— start of SOURCE MATERIAL —

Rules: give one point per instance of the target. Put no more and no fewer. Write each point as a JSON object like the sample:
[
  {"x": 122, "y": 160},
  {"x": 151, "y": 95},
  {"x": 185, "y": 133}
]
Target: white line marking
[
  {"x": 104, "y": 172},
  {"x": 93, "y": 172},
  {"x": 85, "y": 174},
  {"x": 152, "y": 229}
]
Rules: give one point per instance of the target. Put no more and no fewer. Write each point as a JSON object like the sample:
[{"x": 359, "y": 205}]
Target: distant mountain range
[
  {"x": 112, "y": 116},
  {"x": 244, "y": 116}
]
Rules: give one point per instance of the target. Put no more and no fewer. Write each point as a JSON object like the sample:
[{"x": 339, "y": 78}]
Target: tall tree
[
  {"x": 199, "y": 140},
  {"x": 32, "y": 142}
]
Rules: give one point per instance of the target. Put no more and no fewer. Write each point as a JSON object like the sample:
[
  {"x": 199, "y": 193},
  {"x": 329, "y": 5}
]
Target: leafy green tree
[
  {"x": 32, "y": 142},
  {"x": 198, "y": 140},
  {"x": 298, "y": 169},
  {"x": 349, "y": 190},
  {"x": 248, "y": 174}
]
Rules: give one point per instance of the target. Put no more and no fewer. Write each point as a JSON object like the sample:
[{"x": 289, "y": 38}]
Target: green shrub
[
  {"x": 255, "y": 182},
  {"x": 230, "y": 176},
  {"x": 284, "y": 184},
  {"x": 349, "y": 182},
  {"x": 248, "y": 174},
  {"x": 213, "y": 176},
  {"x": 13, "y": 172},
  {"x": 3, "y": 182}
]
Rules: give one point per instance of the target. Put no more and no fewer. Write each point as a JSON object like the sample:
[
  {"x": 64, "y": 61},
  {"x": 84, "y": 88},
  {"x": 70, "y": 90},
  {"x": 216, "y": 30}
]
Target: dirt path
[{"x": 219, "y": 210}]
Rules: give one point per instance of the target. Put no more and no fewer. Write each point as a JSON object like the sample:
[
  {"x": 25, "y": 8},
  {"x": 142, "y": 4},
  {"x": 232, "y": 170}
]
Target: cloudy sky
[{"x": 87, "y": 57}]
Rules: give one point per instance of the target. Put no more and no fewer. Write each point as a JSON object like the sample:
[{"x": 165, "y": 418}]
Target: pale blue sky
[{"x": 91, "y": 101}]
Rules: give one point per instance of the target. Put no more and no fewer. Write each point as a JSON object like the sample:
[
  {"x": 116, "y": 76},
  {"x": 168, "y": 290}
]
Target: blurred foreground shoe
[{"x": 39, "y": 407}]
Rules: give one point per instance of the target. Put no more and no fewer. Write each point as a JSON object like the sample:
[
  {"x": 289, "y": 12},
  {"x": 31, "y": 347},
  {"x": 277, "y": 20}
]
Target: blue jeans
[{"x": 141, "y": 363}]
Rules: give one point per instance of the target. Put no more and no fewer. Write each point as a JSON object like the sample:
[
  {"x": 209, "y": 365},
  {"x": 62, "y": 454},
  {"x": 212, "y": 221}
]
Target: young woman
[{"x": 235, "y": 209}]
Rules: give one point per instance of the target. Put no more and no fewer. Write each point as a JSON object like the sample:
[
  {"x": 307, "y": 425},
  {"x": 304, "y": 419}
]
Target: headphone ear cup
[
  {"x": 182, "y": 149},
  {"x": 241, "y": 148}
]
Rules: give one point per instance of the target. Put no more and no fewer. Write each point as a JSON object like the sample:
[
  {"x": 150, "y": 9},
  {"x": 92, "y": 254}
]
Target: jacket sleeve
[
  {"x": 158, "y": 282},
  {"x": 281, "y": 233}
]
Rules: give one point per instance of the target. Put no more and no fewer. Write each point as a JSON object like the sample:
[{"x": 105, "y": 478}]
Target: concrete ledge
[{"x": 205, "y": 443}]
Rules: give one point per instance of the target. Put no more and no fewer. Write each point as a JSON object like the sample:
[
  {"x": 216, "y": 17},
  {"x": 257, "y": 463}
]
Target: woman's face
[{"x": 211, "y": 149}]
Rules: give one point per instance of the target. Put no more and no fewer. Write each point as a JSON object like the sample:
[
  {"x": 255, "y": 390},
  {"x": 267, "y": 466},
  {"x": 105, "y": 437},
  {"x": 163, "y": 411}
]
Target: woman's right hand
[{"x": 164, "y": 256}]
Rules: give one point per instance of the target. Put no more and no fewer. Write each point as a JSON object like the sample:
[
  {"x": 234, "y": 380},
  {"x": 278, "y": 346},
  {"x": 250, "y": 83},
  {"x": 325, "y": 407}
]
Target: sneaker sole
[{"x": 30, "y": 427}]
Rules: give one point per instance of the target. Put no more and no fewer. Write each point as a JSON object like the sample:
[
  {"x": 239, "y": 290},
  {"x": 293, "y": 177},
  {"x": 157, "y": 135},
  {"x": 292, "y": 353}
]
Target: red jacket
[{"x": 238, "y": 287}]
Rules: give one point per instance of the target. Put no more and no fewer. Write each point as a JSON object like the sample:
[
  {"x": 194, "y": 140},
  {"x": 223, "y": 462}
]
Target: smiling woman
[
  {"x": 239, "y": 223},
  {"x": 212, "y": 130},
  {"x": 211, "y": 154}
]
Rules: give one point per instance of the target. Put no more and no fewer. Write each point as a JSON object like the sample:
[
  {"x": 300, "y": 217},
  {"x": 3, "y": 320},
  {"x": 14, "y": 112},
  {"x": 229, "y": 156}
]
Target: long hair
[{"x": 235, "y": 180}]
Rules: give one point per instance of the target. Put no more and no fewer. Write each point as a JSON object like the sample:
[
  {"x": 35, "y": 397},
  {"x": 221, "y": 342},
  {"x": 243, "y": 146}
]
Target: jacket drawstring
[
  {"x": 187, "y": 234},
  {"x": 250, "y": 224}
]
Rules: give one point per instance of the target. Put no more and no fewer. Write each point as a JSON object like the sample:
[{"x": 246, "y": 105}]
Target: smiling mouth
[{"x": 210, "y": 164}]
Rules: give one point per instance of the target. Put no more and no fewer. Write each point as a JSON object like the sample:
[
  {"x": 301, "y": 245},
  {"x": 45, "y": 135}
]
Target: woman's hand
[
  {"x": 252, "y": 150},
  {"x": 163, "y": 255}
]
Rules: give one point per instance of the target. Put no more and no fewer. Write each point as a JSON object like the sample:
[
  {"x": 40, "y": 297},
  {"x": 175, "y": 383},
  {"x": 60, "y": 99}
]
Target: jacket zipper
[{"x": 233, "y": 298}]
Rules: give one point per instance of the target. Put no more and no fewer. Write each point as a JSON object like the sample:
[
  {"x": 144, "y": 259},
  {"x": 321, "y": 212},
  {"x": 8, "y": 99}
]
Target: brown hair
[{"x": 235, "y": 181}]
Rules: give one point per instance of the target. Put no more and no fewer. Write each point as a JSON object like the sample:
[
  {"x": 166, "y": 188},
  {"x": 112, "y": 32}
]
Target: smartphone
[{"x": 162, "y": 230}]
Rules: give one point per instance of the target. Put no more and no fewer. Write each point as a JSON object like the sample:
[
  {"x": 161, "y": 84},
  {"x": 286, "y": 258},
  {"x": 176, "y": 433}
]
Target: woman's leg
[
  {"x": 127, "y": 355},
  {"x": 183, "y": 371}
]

— end of SOURCE MATERIAL —

THE EXERCISE: Every entry should be printed again exactly as it stands.

WORKED SOLUTION:
Rules: give one point per instance of the target. Put no more and no fewer. Write each point as a JSON object like the sample:
[
  {"x": 122, "y": 160},
  {"x": 151, "y": 95},
  {"x": 185, "y": 133}
]
Target: white line marking
[
  {"x": 104, "y": 172},
  {"x": 93, "y": 172},
  {"x": 85, "y": 174},
  {"x": 152, "y": 229}
]
Rules: give one point per instance of the target. Put no more and no fewer. Write each point as a JSON object like the sample:
[{"x": 359, "y": 205}]
Target: distant mountain range
[
  {"x": 112, "y": 116},
  {"x": 244, "y": 116}
]
Rules: give one point per instance of the target. Put no more and no fewer. Write each point as a JSON object like the sample:
[{"x": 339, "y": 78}]
Target: tall tree
[
  {"x": 199, "y": 140},
  {"x": 32, "y": 142}
]
Rules: give one point per instance of the target. Put no more and no fewer. Write each point as a JSON object like the sample:
[
  {"x": 199, "y": 193},
  {"x": 329, "y": 5}
]
Target: leafy green tree
[
  {"x": 32, "y": 142},
  {"x": 198, "y": 140},
  {"x": 298, "y": 169},
  {"x": 349, "y": 190},
  {"x": 248, "y": 174}
]
Rules: give one point per instance of the target. Put no more and no fewer. Write each point as a JSON object like the sample:
[{"x": 289, "y": 38}]
Target: green shrub
[
  {"x": 255, "y": 182},
  {"x": 230, "y": 176},
  {"x": 284, "y": 184},
  {"x": 349, "y": 182},
  {"x": 248, "y": 174},
  {"x": 213, "y": 176},
  {"x": 13, "y": 172},
  {"x": 3, "y": 182}
]
Rules: give one point per instance of the target. Put no more and no fewer. Write each point as a JSON object like the sample:
[
  {"x": 64, "y": 61},
  {"x": 84, "y": 88},
  {"x": 70, "y": 90},
  {"x": 216, "y": 30}
]
Target: dirt path
[{"x": 219, "y": 210}]
Rules: give one point per instance of the target. Put no more and no fewer. Write each point as a JSON object like the sample:
[
  {"x": 25, "y": 8},
  {"x": 142, "y": 4},
  {"x": 232, "y": 170}
]
Target: cloudy sky
[{"x": 87, "y": 57}]
Rules: give one point per instance of the target. Put no more and no fewer. Write each point as a JSON object like the sample:
[{"x": 165, "y": 418}]
Target: pale blue sky
[{"x": 91, "y": 101}]
Rules: give one point per instance of the target. Put no more and no fewer. Write each point as a JSON object like the sample:
[
  {"x": 116, "y": 76},
  {"x": 168, "y": 290}
]
Target: blurred foreground shoe
[{"x": 39, "y": 407}]
Rules: give one point per instance of the target. Put no more and no fewer. Write each point as a JSON object like the sample:
[
  {"x": 289, "y": 12},
  {"x": 31, "y": 347},
  {"x": 277, "y": 20}
]
Target: blue jeans
[{"x": 141, "y": 363}]
Rules: give one point per instance of the target. Put no more and no fewer. Write each point as a JSON object like the sample:
[
  {"x": 209, "y": 365},
  {"x": 62, "y": 454},
  {"x": 212, "y": 221}
]
Target: young woman
[{"x": 235, "y": 209}]
Rules: give one point per instance of the target. Put no more and no fewer. Write each point as a JSON object like the sample:
[
  {"x": 307, "y": 425},
  {"x": 304, "y": 419}
]
Target: headphone ear cup
[
  {"x": 182, "y": 149},
  {"x": 241, "y": 148}
]
Rules: give one point per instance of the target. Put no more and no fewer. Write each point as a JSON object like the sample:
[
  {"x": 150, "y": 9},
  {"x": 92, "y": 254}
]
Target: jacket sleeve
[
  {"x": 158, "y": 282},
  {"x": 281, "y": 233}
]
Rules: give one point per instance of the target. Put no more and no fewer. Write each point as a JSON object like the sample:
[{"x": 105, "y": 478}]
Target: concrete ledge
[{"x": 205, "y": 443}]
Rules: give one point per instance of the target. Put no more and no fewer. Write each point as a JSON object like the sample:
[
  {"x": 216, "y": 17},
  {"x": 257, "y": 463}
]
Target: woman's face
[{"x": 211, "y": 149}]
Rules: give one point per instance of the target. Put no more and no fewer. Write each point as a JSON object like the sample:
[
  {"x": 255, "y": 390},
  {"x": 267, "y": 466},
  {"x": 105, "y": 437},
  {"x": 163, "y": 411}
]
Target: woman's right hand
[{"x": 164, "y": 256}]
Rules: give one point per instance of the target. Put no more and no fewer. Write each point as a JSON object like the sample:
[
  {"x": 234, "y": 380},
  {"x": 278, "y": 346},
  {"x": 250, "y": 83},
  {"x": 325, "y": 407}
]
Target: sneaker sole
[{"x": 30, "y": 427}]
Rules: give one point per instance of the target. Put no more and no fewer. Write each point as a JSON object like the sample:
[
  {"x": 239, "y": 290},
  {"x": 293, "y": 177},
  {"x": 157, "y": 135},
  {"x": 292, "y": 353}
]
Target: red jacket
[{"x": 238, "y": 287}]
Rules: give one point per instance of the target. Put no more and no fewer. Write each point as a JSON object like the sample:
[
  {"x": 194, "y": 140},
  {"x": 223, "y": 462}
]
Target: smiling woman
[
  {"x": 239, "y": 223},
  {"x": 212, "y": 130},
  {"x": 211, "y": 154}
]
Rules: give one point per instance of the target. Put no more and no fewer. Write each point as a JSON object like the sample:
[
  {"x": 300, "y": 217},
  {"x": 3, "y": 320},
  {"x": 14, "y": 112},
  {"x": 229, "y": 156}
]
Target: long hair
[{"x": 235, "y": 180}]
Rules: give one point per instance of the target. Put no more and no fewer. Write each point as a JSON object like the sample:
[
  {"x": 35, "y": 397},
  {"x": 221, "y": 342},
  {"x": 243, "y": 146}
]
Target: jacket drawstring
[
  {"x": 187, "y": 234},
  {"x": 250, "y": 224}
]
Rules: give one point per instance of the target. Put no more and no fewer. Write each point as a JSON object like the sample:
[{"x": 246, "y": 105}]
Target: smiling mouth
[{"x": 210, "y": 164}]
Rules: give one point per instance of the target. Put no more and no fewer. Write each point as a JSON object like the sample:
[
  {"x": 301, "y": 245},
  {"x": 45, "y": 135}
]
Target: woman's hand
[
  {"x": 252, "y": 150},
  {"x": 163, "y": 255}
]
Rules: give one point per instance of the target. Put no more and no fewer. Write each point as a JSON object like the sample:
[
  {"x": 40, "y": 297},
  {"x": 175, "y": 383},
  {"x": 60, "y": 99}
]
Target: jacket zipper
[{"x": 233, "y": 298}]
Rules: give one point per instance of the target. Put no more and no fewer. Write each point as a JSON object like the sample:
[
  {"x": 144, "y": 259},
  {"x": 321, "y": 212},
  {"x": 8, "y": 99}
]
Target: brown hair
[{"x": 235, "y": 181}]
Rules: give one point per instance of the target. Put no more and no fewer. Write each point as a JSON object like the sample:
[
  {"x": 166, "y": 188},
  {"x": 112, "y": 32}
]
Target: smartphone
[{"x": 162, "y": 230}]
Rules: give one point per instance of the target. Put no more and no fewer. Write each point as a JSON object like the sample:
[
  {"x": 161, "y": 84},
  {"x": 286, "y": 258},
  {"x": 176, "y": 433}
]
Target: woman's leg
[
  {"x": 127, "y": 355},
  {"x": 183, "y": 371}
]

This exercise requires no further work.